━━━━━ TEXTAUSZUG
Thema der Woche

10. Juli 2001

Windows-Aktivierung analysiert

Die externer Link Fully Licensed GmbH, Berlin, hat die umstrittene Aktivierungsprozedur des neuen Betriebssystems externer Link Windows XP unter die Lupe genommen. In einer umfassenden technischen Analyse der Windows Product Activation (WPA) hat Thomas Lopatic, technischer Geschäftsführer von Fully Licensed, festgestellt, dass Microsoft bei der telefonischen Aktivierungsprozedur neben der Windows-XP- Seriennummer lediglich unbedenkliche Informationen zur eingesetzten Hardware erhält.
━━━━━━━━━━
AUFGABEN ZUR ÜBUNG:
A - Übernehmen Sie aus dem Textauszug wortgetreu die Passage von "Die externer Link Fully" bis "eingesetzten Hardware erhält.".
B - Welche Funktion hat Thomas Lopatic bei Fully Licensed laut dem Textauszug?
C - Entscheiden Sie für jede Aussage, ob sie mit dem Textauszug übereinstimmt, und belegen Sie Ihr Ja oder Nein mit den ausschlaggebenden Worten des Textes als wörtlichem Zitat: (i) Die Fully Licensed GmbH hat ihren Sitz in Berlin. (ii) Microsoft erhält bei der telefonischen Aktivierung neben der Seriennummer auch persönliche Daten des Nutzers. (iii) Die Aktivierungsprozedur von Windows XP wird als umstritten bezeichnet.
━━━━━ BEREITGESTELLTE EINTRÄGE
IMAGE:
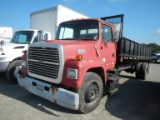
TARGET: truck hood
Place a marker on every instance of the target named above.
(9, 47)
(71, 48)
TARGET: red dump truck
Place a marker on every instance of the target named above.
(83, 63)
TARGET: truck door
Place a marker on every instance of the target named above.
━━━━━━━━━━
LÖSUNGEN IM ÜBERBLICK:
A -
Die externer Link Fully Licensed GmbH, Berlin, hat die umstrittene Aktivierungsprozedur des neuen Betriebssystems externer Link Windows XP unter die Lupe genommen. In einer umfassenden technischen Analyse der Windows Product Activation (WPA) hat Thomas Lopatic, technischer Geschäftsführer von Fully Licensed, festgestellt, dass Microsoft bei der telefonischen Aktivierungsprozedur neben der Windows-XP- Seriennummer lediglich unbedenkliche Informationen zur eingesetzten Hardware erhält.

B - Er ist technischer Geschäftsführer von Fully Licensed.

C -
(i) Ja: „Fully Licensed GmbH, Berlin“
(ii) Nein: „lediglich unbedenkliche Informationen zur eingesetzten Hardware erhält“
(iii) Ja: „die umstrittene Aktivierungsprozedur“